* **DATA LISTING**:
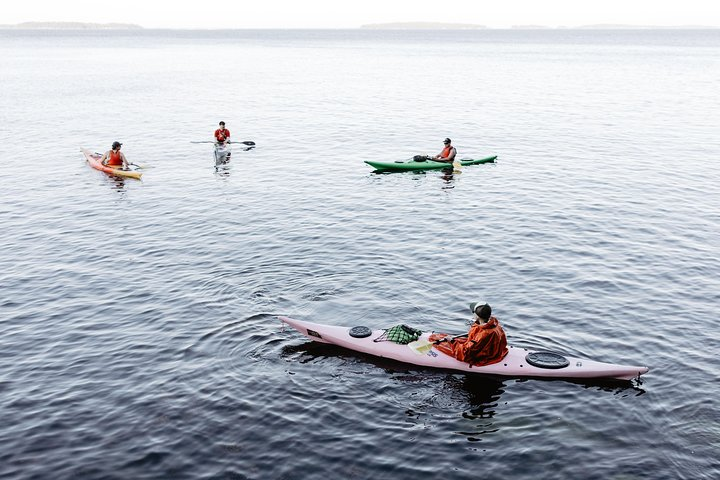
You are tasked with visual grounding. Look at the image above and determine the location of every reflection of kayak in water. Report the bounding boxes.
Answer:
[82,148,142,180]
[365,155,497,172]
[278,317,649,380]
[215,142,232,162]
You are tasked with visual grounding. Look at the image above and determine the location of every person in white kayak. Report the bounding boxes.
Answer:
[428,302,508,365]
[100,141,129,170]
[213,121,230,159]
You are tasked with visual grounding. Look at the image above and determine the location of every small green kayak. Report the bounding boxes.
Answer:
[365,155,497,172]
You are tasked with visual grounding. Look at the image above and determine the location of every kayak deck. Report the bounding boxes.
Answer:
[81,148,142,180]
[365,155,497,172]
[278,317,649,380]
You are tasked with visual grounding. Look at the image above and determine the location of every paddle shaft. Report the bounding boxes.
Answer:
[190,140,255,145]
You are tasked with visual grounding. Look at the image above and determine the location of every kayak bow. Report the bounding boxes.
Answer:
[81,148,142,180]
[278,317,649,380]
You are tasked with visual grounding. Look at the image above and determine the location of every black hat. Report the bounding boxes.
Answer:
[470,302,492,321]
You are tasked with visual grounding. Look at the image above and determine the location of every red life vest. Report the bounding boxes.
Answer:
[106,150,122,167]
[215,128,230,142]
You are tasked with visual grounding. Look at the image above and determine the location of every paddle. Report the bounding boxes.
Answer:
[190,140,255,145]
[408,333,468,355]
[128,162,152,170]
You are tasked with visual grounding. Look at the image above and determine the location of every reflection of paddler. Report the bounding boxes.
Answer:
[428,302,508,365]
[100,142,128,170]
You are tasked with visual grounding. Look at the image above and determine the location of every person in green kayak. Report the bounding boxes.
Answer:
[432,138,457,163]
[100,141,129,170]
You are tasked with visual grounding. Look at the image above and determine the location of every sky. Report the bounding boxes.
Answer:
[0,0,720,28]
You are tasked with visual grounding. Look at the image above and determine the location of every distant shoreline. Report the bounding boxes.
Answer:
[0,22,720,31]
[0,22,143,30]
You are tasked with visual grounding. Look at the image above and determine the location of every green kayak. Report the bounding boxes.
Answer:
[365,155,497,172]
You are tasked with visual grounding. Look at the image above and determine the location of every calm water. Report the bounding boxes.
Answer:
[0,31,720,480]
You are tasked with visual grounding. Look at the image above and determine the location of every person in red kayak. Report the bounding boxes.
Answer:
[100,141,128,170]
[433,138,457,163]
[428,302,508,365]
[215,122,230,143]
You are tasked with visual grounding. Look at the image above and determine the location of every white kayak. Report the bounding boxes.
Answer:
[278,317,649,380]
[215,142,232,163]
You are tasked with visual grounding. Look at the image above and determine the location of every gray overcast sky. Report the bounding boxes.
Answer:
[0,0,720,28]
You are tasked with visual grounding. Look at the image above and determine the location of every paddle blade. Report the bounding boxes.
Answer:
[408,340,433,355]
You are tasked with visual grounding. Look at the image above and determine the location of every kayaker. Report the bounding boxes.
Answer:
[433,138,457,163]
[100,141,128,170]
[429,302,508,365]
[215,122,230,143]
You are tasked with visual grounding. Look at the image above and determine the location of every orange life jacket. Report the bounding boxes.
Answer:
[107,150,122,167]
[429,317,508,365]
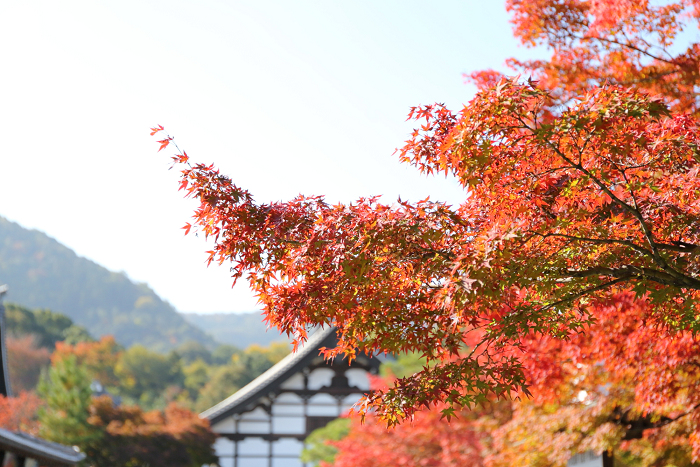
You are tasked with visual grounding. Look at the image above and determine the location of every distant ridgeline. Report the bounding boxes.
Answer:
[0,217,215,352]
[182,311,291,349]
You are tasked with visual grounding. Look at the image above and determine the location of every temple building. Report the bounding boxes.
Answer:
[201,328,379,467]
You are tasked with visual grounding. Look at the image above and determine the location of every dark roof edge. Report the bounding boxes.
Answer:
[0,428,85,464]
[199,327,336,424]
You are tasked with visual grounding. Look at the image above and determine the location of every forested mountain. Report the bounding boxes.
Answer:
[0,217,212,351]
[182,311,291,349]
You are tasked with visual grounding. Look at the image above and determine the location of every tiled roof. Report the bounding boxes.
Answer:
[200,327,336,423]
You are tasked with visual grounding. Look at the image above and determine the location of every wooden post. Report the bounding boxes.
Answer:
[0,285,12,397]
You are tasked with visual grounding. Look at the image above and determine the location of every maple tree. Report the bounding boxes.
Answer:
[467,0,700,116]
[152,0,700,424]
[87,396,217,467]
[5,334,51,392]
[324,292,700,467]
[0,391,42,435]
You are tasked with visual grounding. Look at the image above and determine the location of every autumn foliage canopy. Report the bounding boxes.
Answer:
[152,0,700,432]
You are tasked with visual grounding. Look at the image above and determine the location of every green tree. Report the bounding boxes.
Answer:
[115,345,184,405]
[301,418,350,466]
[211,344,241,365]
[38,356,103,450]
[5,303,94,350]
[175,341,212,364]
[182,360,210,400]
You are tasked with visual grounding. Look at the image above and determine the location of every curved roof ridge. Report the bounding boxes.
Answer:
[199,326,336,423]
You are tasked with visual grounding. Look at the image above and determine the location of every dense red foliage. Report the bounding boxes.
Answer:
[5,335,51,393]
[0,392,42,434]
[152,0,700,424]
[470,0,700,115]
[87,396,216,467]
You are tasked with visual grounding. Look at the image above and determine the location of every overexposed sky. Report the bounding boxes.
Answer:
[0,0,534,312]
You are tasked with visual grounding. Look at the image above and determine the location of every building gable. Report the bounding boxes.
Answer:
[201,328,379,467]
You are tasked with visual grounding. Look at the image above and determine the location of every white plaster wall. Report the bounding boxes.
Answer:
[214,438,234,456]
[306,393,340,417]
[238,421,270,434]
[272,392,304,415]
[272,457,302,467]
[345,368,369,391]
[237,457,268,467]
[272,417,306,435]
[280,373,304,389]
[272,438,304,457]
[240,407,270,422]
[340,394,363,413]
[238,438,270,456]
[211,417,236,433]
[308,368,335,389]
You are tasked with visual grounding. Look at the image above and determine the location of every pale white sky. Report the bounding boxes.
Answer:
[0,0,534,312]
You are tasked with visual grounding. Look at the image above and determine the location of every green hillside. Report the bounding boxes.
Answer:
[0,217,212,351]
[182,311,291,349]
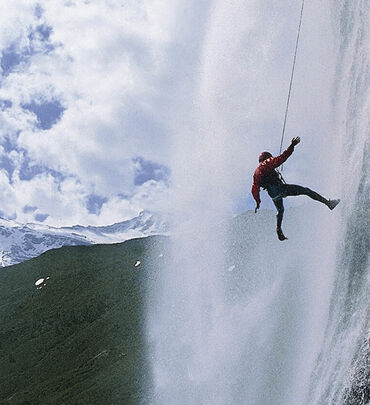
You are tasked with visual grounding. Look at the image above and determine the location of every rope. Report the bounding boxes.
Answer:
[279,0,305,171]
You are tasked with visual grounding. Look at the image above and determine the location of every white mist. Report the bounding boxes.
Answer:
[149,1,344,405]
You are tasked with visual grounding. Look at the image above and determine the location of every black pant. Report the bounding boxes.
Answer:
[267,184,329,229]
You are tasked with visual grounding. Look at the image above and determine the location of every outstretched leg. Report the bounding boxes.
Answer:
[285,184,330,208]
[273,198,288,240]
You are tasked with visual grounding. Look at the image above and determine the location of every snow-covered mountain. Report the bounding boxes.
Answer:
[0,211,167,267]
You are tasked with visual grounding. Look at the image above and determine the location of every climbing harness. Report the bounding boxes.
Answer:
[279,0,305,171]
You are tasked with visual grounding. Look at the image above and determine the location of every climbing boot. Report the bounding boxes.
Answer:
[327,198,340,210]
[276,228,288,240]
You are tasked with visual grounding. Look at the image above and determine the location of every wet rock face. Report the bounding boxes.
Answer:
[343,337,370,405]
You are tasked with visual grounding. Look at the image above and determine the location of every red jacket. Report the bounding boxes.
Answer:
[252,145,294,206]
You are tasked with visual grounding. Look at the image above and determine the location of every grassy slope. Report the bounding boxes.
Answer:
[0,237,163,405]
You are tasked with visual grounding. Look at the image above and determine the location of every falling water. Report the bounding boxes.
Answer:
[148,0,369,405]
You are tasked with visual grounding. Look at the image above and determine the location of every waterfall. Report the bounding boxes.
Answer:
[148,0,369,405]
[310,1,370,405]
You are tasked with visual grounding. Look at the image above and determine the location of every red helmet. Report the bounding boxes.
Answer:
[258,152,272,163]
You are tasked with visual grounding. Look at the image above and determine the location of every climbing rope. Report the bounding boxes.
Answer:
[279,0,305,171]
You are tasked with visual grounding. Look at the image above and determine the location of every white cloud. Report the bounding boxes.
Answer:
[0,0,331,224]
[0,0,184,224]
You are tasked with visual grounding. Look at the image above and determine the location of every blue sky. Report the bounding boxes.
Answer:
[0,0,333,226]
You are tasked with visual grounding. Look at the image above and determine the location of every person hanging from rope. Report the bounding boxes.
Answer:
[252,137,340,240]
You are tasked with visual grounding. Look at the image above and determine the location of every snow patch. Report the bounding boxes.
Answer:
[35,278,45,287]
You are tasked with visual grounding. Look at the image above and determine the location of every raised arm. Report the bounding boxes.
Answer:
[269,136,301,169]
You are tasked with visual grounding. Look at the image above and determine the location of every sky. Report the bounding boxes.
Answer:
[0,0,333,226]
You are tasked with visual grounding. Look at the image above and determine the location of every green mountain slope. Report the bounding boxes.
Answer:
[0,237,165,405]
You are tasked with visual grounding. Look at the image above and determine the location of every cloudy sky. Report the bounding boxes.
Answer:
[0,0,333,226]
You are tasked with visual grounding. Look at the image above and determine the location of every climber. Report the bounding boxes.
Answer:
[252,137,340,240]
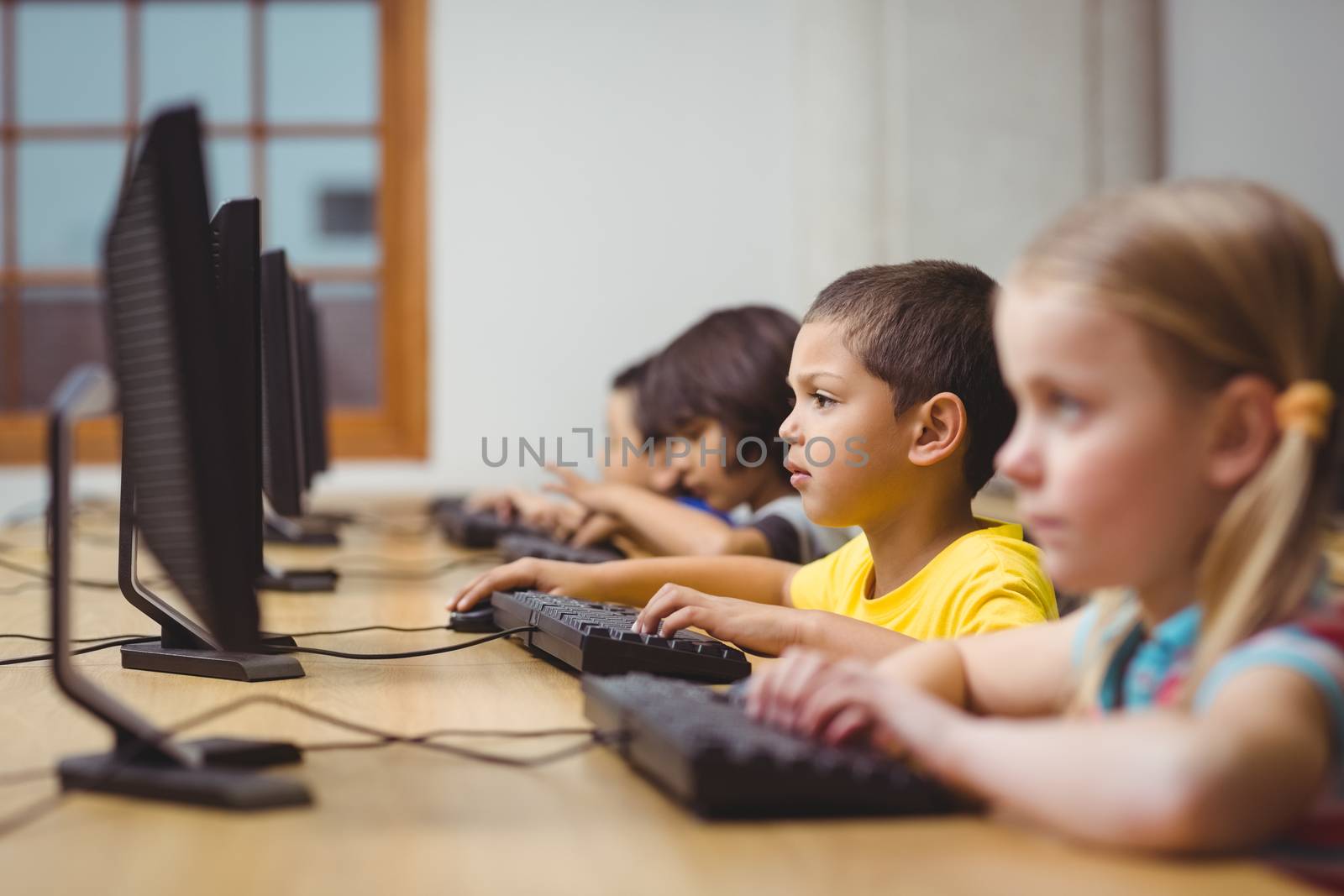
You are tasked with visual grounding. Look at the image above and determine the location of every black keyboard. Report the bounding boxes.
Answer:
[583,674,966,818]
[491,591,751,683]
[428,498,524,548]
[499,532,625,563]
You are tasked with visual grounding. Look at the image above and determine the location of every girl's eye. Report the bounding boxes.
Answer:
[1047,392,1087,423]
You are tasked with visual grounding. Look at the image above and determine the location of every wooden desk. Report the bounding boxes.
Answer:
[0,505,1322,896]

* **INSTRUCTIONS FOR THE TASK**: Print the part of the material that opens with the line containing "leg. Report the bounding boxes." and closes with the line containing "[0,211,167,267]", copying each of those lines exactly and including both end lines.

* **REPLY TO THE EXERCISE**:
You are tasked with visual grounding. Look at the image above and determine the location of every outstretched leg. Report the bounding boxes.
Answer:
[285,184,330,208]
[273,198,288,240]
You are tasked with visual grounding. Look at the image above and determine the location of every snow-covered mountain. Report the bounding boxes.
Answer:
[0,211,167,267]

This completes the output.